* **REQUEST**
Reproduce the records word for word, from their start through the line holding "161 297 L 154", including that line. Leave the pictures out of your answer.

* **DATASET RECORDS**
-- -- --

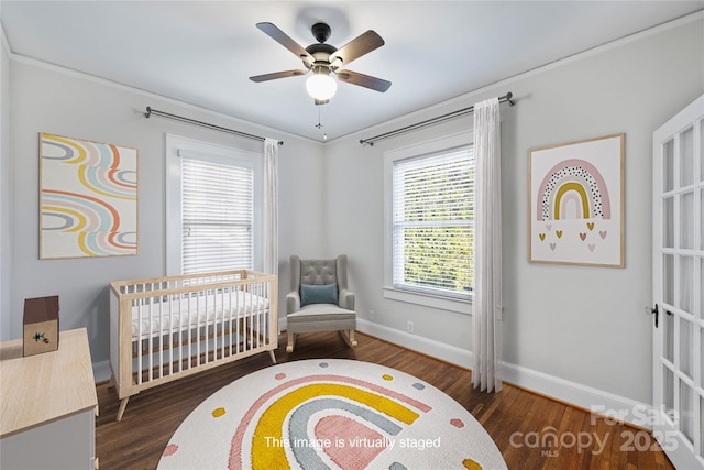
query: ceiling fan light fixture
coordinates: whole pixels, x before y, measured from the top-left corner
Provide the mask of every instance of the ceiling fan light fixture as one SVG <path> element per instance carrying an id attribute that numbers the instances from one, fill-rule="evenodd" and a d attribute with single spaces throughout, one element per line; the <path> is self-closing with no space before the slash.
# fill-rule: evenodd
<path id="1" fill-rule="evenodd" d="M 317 72 L 306 80 L 308 95 L 317 100 L 326 101 L 338 90 L 338 83 L 329 74 Z"/>

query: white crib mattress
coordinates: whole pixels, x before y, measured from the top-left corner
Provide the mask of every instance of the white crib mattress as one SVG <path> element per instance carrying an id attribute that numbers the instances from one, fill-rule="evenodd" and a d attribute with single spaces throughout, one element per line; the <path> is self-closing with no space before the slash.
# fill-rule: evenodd
<path id="1" fill-rule="evenodd" d="M 161 297 L 154 298 L 152 303 L 132 307 L 133 340 L 179 330 L 188 331 L 207 325 L 220 325 L 268 310 L 268 298 L 243 291 L 170 302 L 158 302 L 160 299 Z"/>

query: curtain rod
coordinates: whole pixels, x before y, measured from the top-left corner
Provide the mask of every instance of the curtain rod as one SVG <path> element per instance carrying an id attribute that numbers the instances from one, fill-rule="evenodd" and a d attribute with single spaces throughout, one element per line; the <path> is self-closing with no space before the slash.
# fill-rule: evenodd
<path id="1" fill-rule="evenodd" d="M 505 96 L 502 96 L 502 97 L 498 98 L 498 102 L 507 102 L 508 101 L 510 103 L 510 106 L 514 106 L 516 102 L 512 99 L 513 97 L 514 97 L 514 94 L 508 91 Z M 395 131 L 389 131 L 389 132 L 386 132 L 386 133 L 383 133 L 383 134 L 378 134 L 378 135 L 375 135 L 375 136 L 369 138 L 369 139 L 361 139 L 360 143 L 362 145 L 370 144 L 371 146 L 373 146 L 374 142 L 376 142 L 376 141 L 381 141 L 383 139 L 393 138 L 395 135 L 400 135 L 400 134 L 403 134 L 405 132 L 415 131 L 416 129 L 421 129 L 421 128 L 425 128 L 427 125 L 437 124 L 439 122 L 443 122 L 443 121 L 447 121 L 447 120 L 450 120 L 450 119 L 459 118 L 460 116 L 470 114 L 472 112 L 474 112 L 474 107 L 470 106 L 469 108 L 459 109 L 459 110 L 453 111 L 453 112 L 448 112 L 447 114 L 438 116 L 437 118 L 427 119 L 425 121 L 417 122 L 415 124 L 406 125 L 405 128 L 396 129 Z"/>
<path id="2" fill-rule="evenodd" d="M 144 113 L 144 117 L 146 119 L 148 119 L 150 116 L 152 116 L 152 114 L 161 116 L 162 118 L 173 119 L 175 121 L 186 122 L 186 123 L 189 123 L 189 124 L 200 125 L 201 128 L 212 129 L 212 130 L 220 131 L 220 132 L 228 132 L 230 134 L 235 134 L 235 135 L 240 135 L 240 136 L 248 138 L 248 139 L 254 139 L 254 140 L 260 141 L 260 142 L 264 142 L 264 140 L 265 140 L 264 138 L 258 136 L 258 135 L 248 134 L 246 132 L 235 131 L 234 129 L 222 128 L 220 125 L 210 124 L 208 122 L 196 121 L 195 119 L 190 119 L 190 118 L 184 118 L 183 116 L 176 116 L 176 114 L 172 114 L 169 112 L 158 111 L 158 110 L 153 109 L 152 107 L 147 106 L 146 107 L 146 112 Z M 279 145 L 284 145 L 284 141 L 278 141 L 278 144 Z"/>

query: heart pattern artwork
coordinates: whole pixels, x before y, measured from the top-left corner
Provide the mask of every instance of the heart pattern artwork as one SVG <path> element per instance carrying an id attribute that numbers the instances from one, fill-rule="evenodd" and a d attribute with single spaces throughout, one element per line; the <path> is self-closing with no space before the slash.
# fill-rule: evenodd
<path id="1" fill-rule="evenodd" d="M 558 220 L 558 223 L 560 221 Z M 586 226 L 586 230 L 584 231 L 584 227 Z M 574 234 L 570 233 L 570 229 L 561 228 L 552 230 L 553 223 L 546 223 L 543 226 L 544 231 L 540 231 L 538 233 L 538 239 L 540 242 L 547 242 L 551 252 L 559 251 L 560 241 L 563 239 L 569 239 L 570 237 L 579 237 L 579 240 L 583 242 L 583 247 L 590 253 L 597 251 L 598 243 L 601 240 L 606 240 L 608 236 L 608 230 L 594 230 L 596 228 L 596 222 L 588 221 L 582 226 L 582 230 L 576 230 Z M 566 229 L 566 230 L 565 230 Z"/>

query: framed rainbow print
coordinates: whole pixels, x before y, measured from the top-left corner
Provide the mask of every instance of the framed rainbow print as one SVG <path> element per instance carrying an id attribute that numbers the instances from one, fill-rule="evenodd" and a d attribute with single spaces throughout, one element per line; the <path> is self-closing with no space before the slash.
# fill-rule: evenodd
<path id="1" fill-rule="evenodd" d="M 136 254 L 136 149 L 41 133 L 40 162 L 40 259 Z"/>
<path id="2" fill-rule="evenodd" d="M 530 262 L 624 266 L 625 136 L 528 151 Z"/>

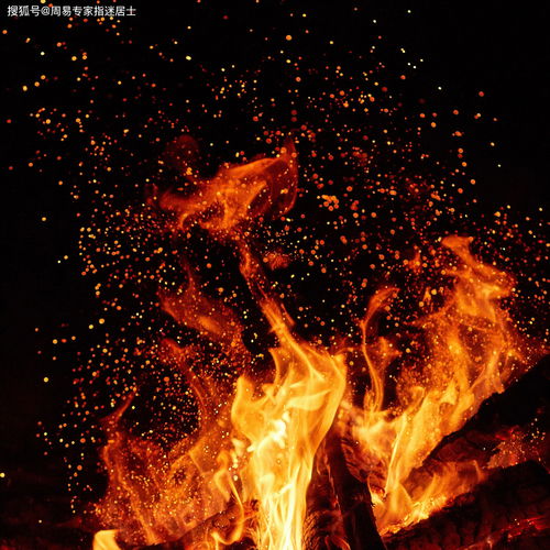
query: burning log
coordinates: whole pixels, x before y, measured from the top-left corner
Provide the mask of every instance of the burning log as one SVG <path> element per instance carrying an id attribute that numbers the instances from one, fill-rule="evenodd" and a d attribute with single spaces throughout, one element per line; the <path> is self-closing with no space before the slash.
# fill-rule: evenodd
<path id="1" fill-rule="evenodd" d="M 414 470 L 406 486 L 414 491 L 446 464 L 476 461 L 486 465 L 496 448 L 515 427 L 527 426 L 550 410 L 550 356 L 541 360 L 503 394 L 486 399 L 462 429 L 447 436 Z"/>
<path id="2" fill-rule="evenodd" d="M 220 512 L 219 514 L 215 514 L 208 519 L 205 519 L 205 521 L 187 531 L 177 540 L 139 548 L 132 547 L 131 550 L 185 550 L 186 548 L 194 548 L 194 544 L 199 544 L 200 542 L 207 540 L 208 537 L 215 531 L 218 532 L 221 538 L 229 539 L 239 525 L 243 521 L 251 520 L 256 512 L 257 503 L 255 502 L 245 503 L 243 507 L 237 505 L 231 506 L 227 510 Z M 250 546 L 246 540 L 241 540 L 228 548 L 244 550 L 246 548 L 253 548 L 253 546 Z"/>
<path id="3" fill-rule="evenodd" d="M 367 485 L 350 472 L 342 448 L 342 436 L 334 426 L 327 435 L 326 452 L 329 476 L 349 547 L 351 550 L 384 550 L 374 520 L 371 493 Z"/>
<path id="4" fill-rule="evenodd" d="M 494 472 L 472 493 L 386 544 L 388 550 L 538 548 L 525 544 L 548 540 L 549 532 L 550 475 L 540 464 L 525 462 Z"/>

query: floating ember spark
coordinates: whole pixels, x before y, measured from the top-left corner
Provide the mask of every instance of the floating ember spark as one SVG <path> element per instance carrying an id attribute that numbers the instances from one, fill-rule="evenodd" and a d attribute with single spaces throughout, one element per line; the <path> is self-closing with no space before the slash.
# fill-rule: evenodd
<path id="1" fill-rule="evenodd" d="M 399 315 L 395 302 L 405 293 L 388 286 L 365 306 L 359 342 L 307 342 L 273 292 L 252 237 L 254 227 L 292 208 L 297 174 L 288 142 L 274 158 L 229 166 L 211 179 L 194 177 L 187 195 L 168 191 L 153 201 L 173 213 L 175 234 L 206 230 L 237 255 L 276 343 L 267 370 L 251 371 L 266 358 L 254 358 L 244 343 L 245 316 L 209 297 L 185 258 L 187 282 L 163 292 L 162 307 L 198 333 L 201 345 L 215 346 L 218 362 L 243 374 L 234 385 L 217 380 L 201 345 L 164 340 L 154 361 L 184 373 L 199 427 L 168 450 L 130 436 L 121 418 L 131 396 L 107 420 L 109 487 L 98 513 L 117 529 L 98 534 L 96 550 L 118 548 L 117 540 L 221 548 L 244 538 L 261 549 L 299 550 L 315 463 L 326 460 L 343 460 L 351 479 L 372 494 L 382 535 L 429 517 L 486 477 L 475 460 L 444 463 L 429 480 L 418 470 L 446 436 L 540 355 L 503 306 L 513 278 L 479 260 L 472 239 L 446 237 L 426 243 L 429 267 L 418 254 L 408 264 L 417 314 L 405 315 L 398 332 L 380 330 L 384 317 Z M 435 277 L 439 286 L 431 287 Z M 358 406 L 352 394 L 362 373 L 367 382 Z M 342 459 L 322 444 L 329 430 L 342 438 Z M 329 470 L 339 475 L 334 463 Z M 317 484 L 309 491 L 323 490 Z M 331 537 L 338 548 L 354 548 L 340 517 L 343 506 L 337 507 Z"/>

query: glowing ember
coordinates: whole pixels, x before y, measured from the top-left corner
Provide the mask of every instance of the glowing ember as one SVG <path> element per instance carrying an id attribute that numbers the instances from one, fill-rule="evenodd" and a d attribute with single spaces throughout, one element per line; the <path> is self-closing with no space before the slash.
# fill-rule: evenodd
<path id="1" fill-rule="evenodd" d="M 242 312 L 208 297 L 186 264 L 186 285 L 162 293 L 164 310 L 215 345 L 217 361 L 245 374 L 231 388 L 208 374 L 196 344 L 164 341 L 155 360 L 185 374 L 200 425 L 166 451 L 120 428 L 132 397 L 108 419 L 103 459 L 110 481 L 99 512 L 117 530 L 98 534 L 96 550 L 117 548 L 117 539 L 219 548 L 244 537 L 261 549 L 302 548 L 314 462 L 326 452 L 320 446 L 331 427 L 352 441 L 346 460 L 373 495 L 382 534 L 428 517 L 482 481 L 475 461 L 447 463 L 428 481 L 414 474 L 444 436 L 536 359 L 502 305 L 512 277 L 476 258 L 471 239 L 446 237 L 429 244 L 430 274 L 419 253 L 408 263 L 418 301 L 409 304 L 414 316 L 396 314 L 405 319 L 399 331 L 382 336 L 378 324 L 405 290 L 381 288 L 356 323 L 361 341 L 327 349 L 295 334 L 251 237 L 253 224 L 294 204 L 294 146 L 194 185 L 193 194 L 170 191 L 158 205 L 176 213 L 176 234 L 199 227 L 238 255 L 275 337 L 272 372 L 248 372 L 258 358 L 243 343 Z M 439 283 L 430 286 L 435 276 Z M 359 407 L 352 385 L 361 373 L 369 382 Z"/>

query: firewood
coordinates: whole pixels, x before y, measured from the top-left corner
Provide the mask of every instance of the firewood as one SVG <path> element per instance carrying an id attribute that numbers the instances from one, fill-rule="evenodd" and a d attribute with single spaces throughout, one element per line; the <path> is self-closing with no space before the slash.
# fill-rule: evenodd
<path id="1" fill-rule="evenodd" d="M 337 426 L 332 426 L 327 435 L 326 452 L 329 476 L 350 549 L 384 550 L 384 542 L 376 530 L 371 493 L 367 485 L 350 472 L 342 448 L 342 436 Z"/>
<path id="2" fill-rule="evenodd" d="M 244 510 L 241 510 L 239 506 L 231 506 L 230 508 L 216 514 L 205 521 L 200 522 L 180 538 L 161 542 L 158 544 L 131 547 L 132 550 L 186 550 L 194 548 L 194 544 L 198 544 L 204 540 L 207 540 L 209 534 L 212 531 L 218 531 L 222 537 L 228 538 L 231 531 L 235 529 L 237 525 L 241 520 L 250 521 L 256 514 L 257 504 L 255 502 L 245 503 Z M 243 516 L 244 515 L 244 516 Z M 246 540 L 240 541 L 239 543 L 231 544 L 229 548 L 245 549 L 253 548 L 246 546 Z M 128 547 L 127 547 L 128 548 Z"/>
<path id="3" fill-rule="evenodd" d="M 529 537 L 542 540 L 549 528 L 550 475 L 540 464 L 525 462 L 492 472 L 472 493 L 386 544 L 388 550 L 508 549 L 516 548 L 516 539 L 525 544 Z"/>
<path id="4" fill-rule="evenodd" d="M 346 549 L 342 517 L 340 512 L 336 509 L 326 464 L 324 446 L 321 446 L 317 453 L 316 468 L 307 492 L 304 550 L 339 549 Z"/>

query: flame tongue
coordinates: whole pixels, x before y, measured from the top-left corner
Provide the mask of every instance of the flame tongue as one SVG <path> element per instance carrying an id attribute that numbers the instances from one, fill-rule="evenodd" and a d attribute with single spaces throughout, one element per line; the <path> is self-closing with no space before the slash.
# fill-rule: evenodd
<path id="1" fill-rule="evenodd" d="M 189 163 L 191 153 L 178 162 Z M 514 282 L 474 257 L 470 239 L 448 237 L 432 248 L 435 271 L 447 284 L 420 285 L 419 307 L 428 312 L 408 322 L 413 336 L 378 336 L 377 318 L 399 295 L 397 288 L 384 288 L 374 294 L 360 323 L 361 343 L 348 345 L 346 353 L 301 341 L 271 295 L 248 238 L 253 218 L 261 222 L 292 207 L 295 156 L 288 144 L 276 158 L 227 167 L 210 180 L 189 169 L 196 186 L 191 195 L 161 197 L 162 208 L 176 213 L 175 231 L 196 224 L 237 250 L 241 274 L 277 339 L 271 350 L 274 375 L 260 384 L 246 372 L 253 353 L 242 338 L 241 316 L 207 296 L 186 264 L 187 287 L 163 294 L 164 310 L 219 350 L 216 361 L 226 372 L 237 366 L 245 374 L 231 396 L 228 384 L 209 375 L 199 345 L 167 342 L 165 354 L 186 373 L 196 394 L 201 425 L 169 453 L 122 437 L 120 430 L 111 438 L 103 452 L 110 486 L 102 510 L 108 522 L 120 526 L 122 538 L 220 548 L 248 536 L 262 550 L 301 549 L 314 461 L 340 406 L 353 438 L 345 460 L 366 472 L 360 477 L 367 477 L 383 534 L 427 517 L 483 476 L 475 463 L 468 463 L 449 464 L 426 486 L 409 480 L 444 436 L 524 367 L 525 342 L 499 304 Z M 411 265 L 421 277 L 418 258 Z M 362 358 L 363 364 L 353 369 L 363 367 L 370 377 L 362 408 L 344 399 L 351 356 Z M 141 474 L 132 464 L 140 465 Z M 114 539 L 114 531 L 102 531 L 96 550 L 117 548 Z"/>
<path id="2" fill-rule="evenodd" d="M 231 418 L 250 441 L 242 479 L 245 494 L 260 499 L 258 548 L 298 550 L 314 458 L 342 399 L 345 365 L 293 338 L 276 307 L 263 309 L 279 340 L 275 380 L 255 398 L 254 385 L 239 378 Z"/>
<path id="3" fill-rule="evenodd" d="M 525 342 L 499 305 L 509 296 L 513 280 L 476 260 L 470 243 L 471 239 L 460 237 L 442 240 L 443 250 L 436 261 L 453 283 L 435 292 L 442 292 L 442 305 L 415 323 L 420 330 L 416 343 L 424 345 L 421 356 L 407 359 L 415 341 L 405 353 L 403 345 L 387 339 L 375 337 L 366 342 L 370 320 L 388 307 L 395 292 L 376 294 L 363 323 L 363 352 L 373 393 L 365 396 L 364 409 L 355 411 L 354 433 L 361 441 L 356 460 L 372 465 L 370 484 L 382 532 L 428 517 L 483 479 L 475 463 L 450 463 L 425 487 L 407 483 L 410 472 L 444 436 L 460 429 L 490 395 L 502 392 L 514 369 L 525 369 Z M 444 249 L 454 258 L 447 257 Z M 426 292 L 424 300 L 431 298 Z M 384 374 L 399 355 L 397 400 L 382 408 Z"/>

-- -- --

* **REPLY**
query: ceiling fan light fixture
coordinates: whole pixels, x before y, measured from the top-left corner
Provide the mask of every instance of the ceiling fan light fixture as one SVG <path> element per instance carrying an id attribute that numbers the instances from one, fill-rule="evenodd" and a d attribute with single spaces throughout, one element per line; the <path> is self-closing with no space before the slash.
# fill-rule: evenodd
<path id="1" fill-rule="evenodd" d="M 317 72 L 306 80 L 308 95 L 317 100 L 326 101 L 338 90 L 338 83 L 329 74 Z"/>

query: white crib mattress
coordinates: whole pixels, x before y, measured from the top-left corner
Provide the mask of every instance of the white crib mattress as one SVG <path> element per instance carrying an id attribute that numbers the instances from one, fill-rule="evenodd" and a d attribute with single spaces throughout, one element per line; the <path> is self-closing with no space before the slash.
# fill-rule: evenodd
<path id="1" fill-rule="evenodd" d="M 161 297 L 154 298 L 152 303 L 132 307 L 133 340 L 179 330 L 188 331 L 207 325 L 220 325 L 268 310 L 268 298 L 243 291 L 170 302 L 158 302 L 160 299 Z"/>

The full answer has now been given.